Records for this task:

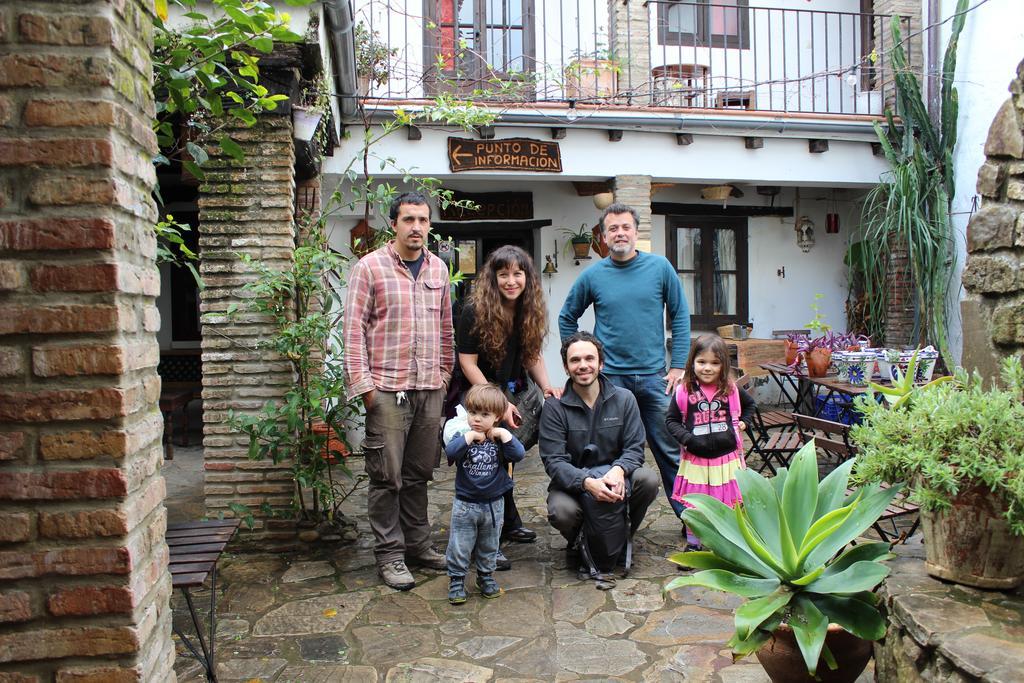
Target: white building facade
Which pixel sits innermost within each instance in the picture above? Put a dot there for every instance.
(654, 101)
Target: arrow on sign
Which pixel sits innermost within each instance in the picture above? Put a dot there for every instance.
(458, 153)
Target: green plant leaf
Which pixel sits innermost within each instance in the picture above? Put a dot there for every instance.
(858, 577)
(702, 559)
(720, 580)
(755, 544)
(872, 504)
(862, 552)
(753, 613)
(832, 489)
(761, 505)
(800, 495)
(855, 615)
(810, 627)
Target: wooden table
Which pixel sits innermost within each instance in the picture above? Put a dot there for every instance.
(195, 548)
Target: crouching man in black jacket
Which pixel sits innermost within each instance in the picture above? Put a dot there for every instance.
(592, 440)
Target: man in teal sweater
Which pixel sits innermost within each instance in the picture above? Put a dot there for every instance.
(631, 292)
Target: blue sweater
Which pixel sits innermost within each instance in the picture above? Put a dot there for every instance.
(481, 476)
(630, 300)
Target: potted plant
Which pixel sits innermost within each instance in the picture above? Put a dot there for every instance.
(960, 446)
(811, 613)
(580, 240)
(591, 75)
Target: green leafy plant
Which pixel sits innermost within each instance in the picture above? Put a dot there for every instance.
(903, 389)
(373, 56)
(206, 75)
(817, 324)
(778, 549)
(954, 435)
(305, 303)
(909, 209)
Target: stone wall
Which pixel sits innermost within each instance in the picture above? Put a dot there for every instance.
(84, 587)
(944, 633)
(993, 308)
(245, 208)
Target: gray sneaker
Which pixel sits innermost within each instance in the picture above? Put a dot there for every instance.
(396, 574)
(429, 558)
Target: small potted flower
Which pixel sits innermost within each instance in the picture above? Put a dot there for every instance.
(581, 240)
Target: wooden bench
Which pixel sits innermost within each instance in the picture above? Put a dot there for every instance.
(195, 548)
(834, 439)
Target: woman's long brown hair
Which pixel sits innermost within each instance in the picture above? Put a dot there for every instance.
(494, 322)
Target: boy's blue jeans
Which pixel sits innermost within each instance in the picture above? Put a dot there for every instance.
(474, 526)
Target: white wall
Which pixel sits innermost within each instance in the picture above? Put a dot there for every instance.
(774, 302)
(587, 155)
(990, 47)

Problem: Copy each line from the records above that includes the string "white".

Expected answer:
Target: white building facade
Target: white wall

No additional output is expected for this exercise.